• _Input for this task_:
■ ■ ■ ■ ■
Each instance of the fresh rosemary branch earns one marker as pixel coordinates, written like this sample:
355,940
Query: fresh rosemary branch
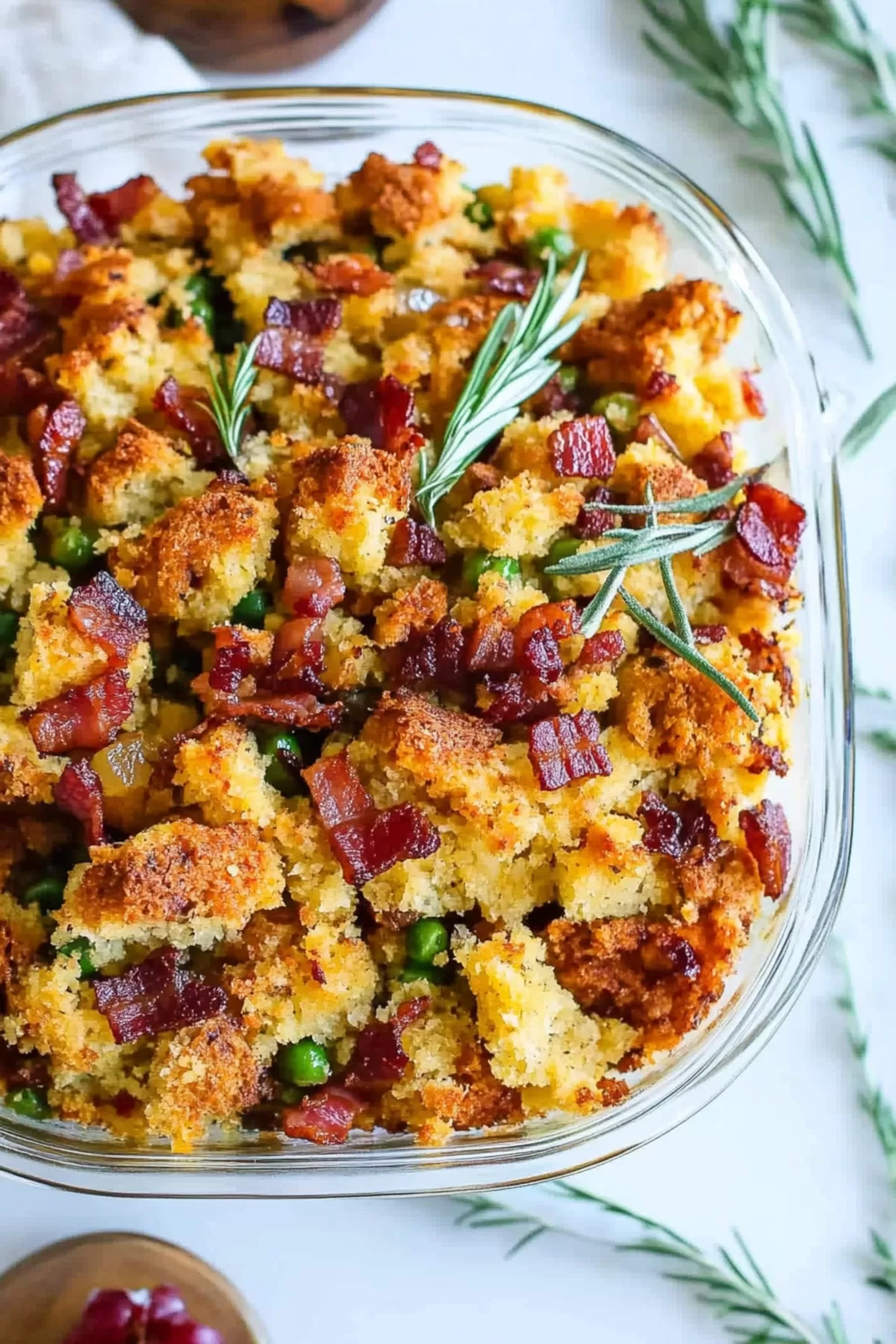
512,364
869,423
230,396
734,1287
842,26
731,65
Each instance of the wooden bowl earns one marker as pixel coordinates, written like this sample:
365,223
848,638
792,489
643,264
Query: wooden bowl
252,38
43,1296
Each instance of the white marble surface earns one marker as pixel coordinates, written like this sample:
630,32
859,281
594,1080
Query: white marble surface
785,1155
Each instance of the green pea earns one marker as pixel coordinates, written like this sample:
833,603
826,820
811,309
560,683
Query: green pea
81,949
8,629
622,410
72,547
480,213
561,547
47,893
425,940
481,562
30,1102
551,241
252,609
304,1065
■ ■ ■ ■ ■
The whole listing, minus its images, should be repeated exactly.

Each instance of the fresh rosemary branch earns one marker as pixel coordinates, written like this sample:
355,940
Query: fresh rosemary branch
512,364
869,423
230,396
734,1287
842,26
731,65
Each instance of the wooden bowl earns one marker as pixel coordinates, written like this sample:
365,223
848,638
792,489
643,264
Query: wooden bowl
252,38
43,1296
Each instance of the white marble surface earns one marker as pixel coordinates, written like this sample:
630,32
859,281
594,1080
Query: white marble surface
785,1155
Each instance of the green pea earns one marker as pixel coordinates, written like this sample:
833,603
826,820
811,309
560,683
Query: green pea
81,949
8,629
622,410
72,547
480,213
561,547
47,893
425,940
481,562
30,1102
551,241
252,609
304,1065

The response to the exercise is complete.